• Document section
--- --- ---
The dedoublifier, part four

I said last time that binary-searching the rationals (WOLOG between zero and one) for a particular fraction that is very close to a given double does not really work, because we end up with only fractions that have powers of two in the denominators. We already know what fraction with a power of two in the denominator is closest to our given double; itself!

But there is a way to binary-search the rationals between zero and one, as it turns out. Before we get into it, a quick refresher on how binary search works:

The idea is that we have a target, and we are in a loop searching for a match to the target. We have upper and lower bounds. Each time through the loop we find an element that is between the upper and lower bounds; if it is a match to the target, we’re done. If not, then the new element becomes either the new upper bound or the new lower bound. In this way every time through the loop we have a more and more precise bound, and so we get closer and closer to the matching element.
--- --- ---
• Given problem 1
In the dedoublifier post, which fraction with a power of two in the denominator is closest to a given double?
• Given problem 2
Carry on the dedoublifier post from its final sentence.

• Data extract
--- --- ---
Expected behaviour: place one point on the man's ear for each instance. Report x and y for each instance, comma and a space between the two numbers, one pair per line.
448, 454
--- --- ---
• Answer 1
The given double itself.

• Answer 2
The tricky bit is the part that I did not specify in my algorithm sketch just now: given an upper and a lower bound, how do you find the element “in the middle”? We tried taking the mean of the upper and lower bounds but saw that it doesn’t work.

The solution for our problem is to not use the mean but rather the mediant. If we have two non-negative fractions in simplest form, a/c and b/d then their mediant is (a+b)/(c+d). This is also known colloquially as the “freshman sum” because young math students often forget that this is not how you add fractions. We’ll also need their determinant which is the integer bc - ad.

You might not have heard of the mediant before; it has many interesting properties that are germane to our interests. (I must emphasize again that the mediant is only well-defined on non-negative fractions in their simplest form; throughout let’s assume that all fractions I’m considering are not only in their simplest form, but also between zero and one.)

Let’s suppose we have fractions q = a/c and r = b/d, and their mediant m = (a+b)/(c+d). Let’s also assume that q is less than r, and both are between 0 and 1 inclusive.

  • m is strictly between q and r. The easy proof is left as an exercise.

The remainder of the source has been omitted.